__Job item__.
Each entry below is to be duplicated verbatim.
[[ Given data, beginning ]]
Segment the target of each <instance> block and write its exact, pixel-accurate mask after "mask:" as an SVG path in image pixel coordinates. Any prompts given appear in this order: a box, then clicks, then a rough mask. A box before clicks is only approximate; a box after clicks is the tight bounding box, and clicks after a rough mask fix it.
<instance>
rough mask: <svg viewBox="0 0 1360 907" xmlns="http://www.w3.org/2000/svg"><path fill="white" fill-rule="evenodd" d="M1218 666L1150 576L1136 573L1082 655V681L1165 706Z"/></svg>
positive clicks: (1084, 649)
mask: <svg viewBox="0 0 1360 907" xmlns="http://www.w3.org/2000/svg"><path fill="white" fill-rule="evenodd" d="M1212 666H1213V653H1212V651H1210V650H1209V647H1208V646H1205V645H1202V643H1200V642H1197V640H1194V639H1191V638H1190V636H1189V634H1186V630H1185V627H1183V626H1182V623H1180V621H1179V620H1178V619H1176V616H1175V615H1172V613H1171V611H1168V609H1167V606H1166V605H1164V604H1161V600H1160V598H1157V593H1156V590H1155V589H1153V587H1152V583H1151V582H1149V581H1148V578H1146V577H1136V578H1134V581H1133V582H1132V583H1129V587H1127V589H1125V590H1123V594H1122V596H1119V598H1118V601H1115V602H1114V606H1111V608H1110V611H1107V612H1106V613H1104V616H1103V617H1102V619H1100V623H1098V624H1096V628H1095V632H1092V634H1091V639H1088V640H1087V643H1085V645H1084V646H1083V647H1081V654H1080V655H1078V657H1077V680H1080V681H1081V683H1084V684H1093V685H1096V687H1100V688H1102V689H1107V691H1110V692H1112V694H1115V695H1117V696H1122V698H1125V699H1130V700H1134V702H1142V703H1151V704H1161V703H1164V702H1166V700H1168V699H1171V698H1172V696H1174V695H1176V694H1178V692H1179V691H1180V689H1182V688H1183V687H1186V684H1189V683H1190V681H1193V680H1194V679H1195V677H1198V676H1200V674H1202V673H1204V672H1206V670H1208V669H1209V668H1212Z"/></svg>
[[ Given data, end ]]
__Task result__.
Segment the target of each <instance> block and write its exact, pixel-accurate mask after "mask:" as an SVG path in image pixel coordinates. Any prompts given appear in this order: a box, then clicks, then a rough mask. A box before clicks is only approximate; a box after clicks is the tight bounding box, and clicks after a rough mask fix it.
<instance>
rough mask: <svg viewBox="0 0 1360 907" xmlns="http://www.w3.org/2000/svg"><path fill="white" fill-rule="evenodd" d="M1218 666L1150 576L1136 573L1082 655V681L1165 706Z"/></svg>
positive clicks: (1084, 649)
mask: <svg viewBox="0 0 1360 907" xmlns="http://www.w3.org/2000/svg"><path fill="white" fill-rule="evenodd" d="M1212 666H1213V653H1212V651H1210V650H1209V647H1208V646H1205V645H1202V643H1200V642H1197V640H1194V639H1191V638H1190V636H1189V634H1186V630H1185V627H1183V626H1182V623H1180V621H1179V620H1178V619H1176V616H1175V615H1172V613H1171V611H1168V609H1167V606H1166V605H1164V604H1161V600H1160V598H1157V593H1156V590H1155V589H1153V587H1152V583H1151V582H1149V581H1148V578H1146V577H1136V578H1134V581H1133V582H1132V583H1129V587H1127V589H1125V590H1123V594H1122V596H1119V598H1118V601H1115V602H1114V606H1111V608H1110V611H1107V612H1106V613H1104V616H1103V617H1102V619H1100V623H1098V624H1096V628H1095V632H1092V634H1091V639H1088V640H1087V643H1085V645H1084V646H1083V647H1081V654H1080V655H1078V657H1077V680H1080V681H1081V683H1084V684H1093V685H1096V687H1100V688H1102V689H1107V691H1110V692H1112V694H1115V695H1117V696H1122V698H1125V699H1130V700H1134V702H1142V703H1151V704H1161V703H1164V702H1166V700H1168V699H1171V698H1172V696H1174V695H1176V694H1178V692H1179V691H1180V689H1182V688H1183V687H1186V684H1189V683H1190V681H1193V680H1194V679H1195V677H1198V676H1200V674H1202V673H1204V672H1206V670H1208V669H1209V668H1212Z"/></svg>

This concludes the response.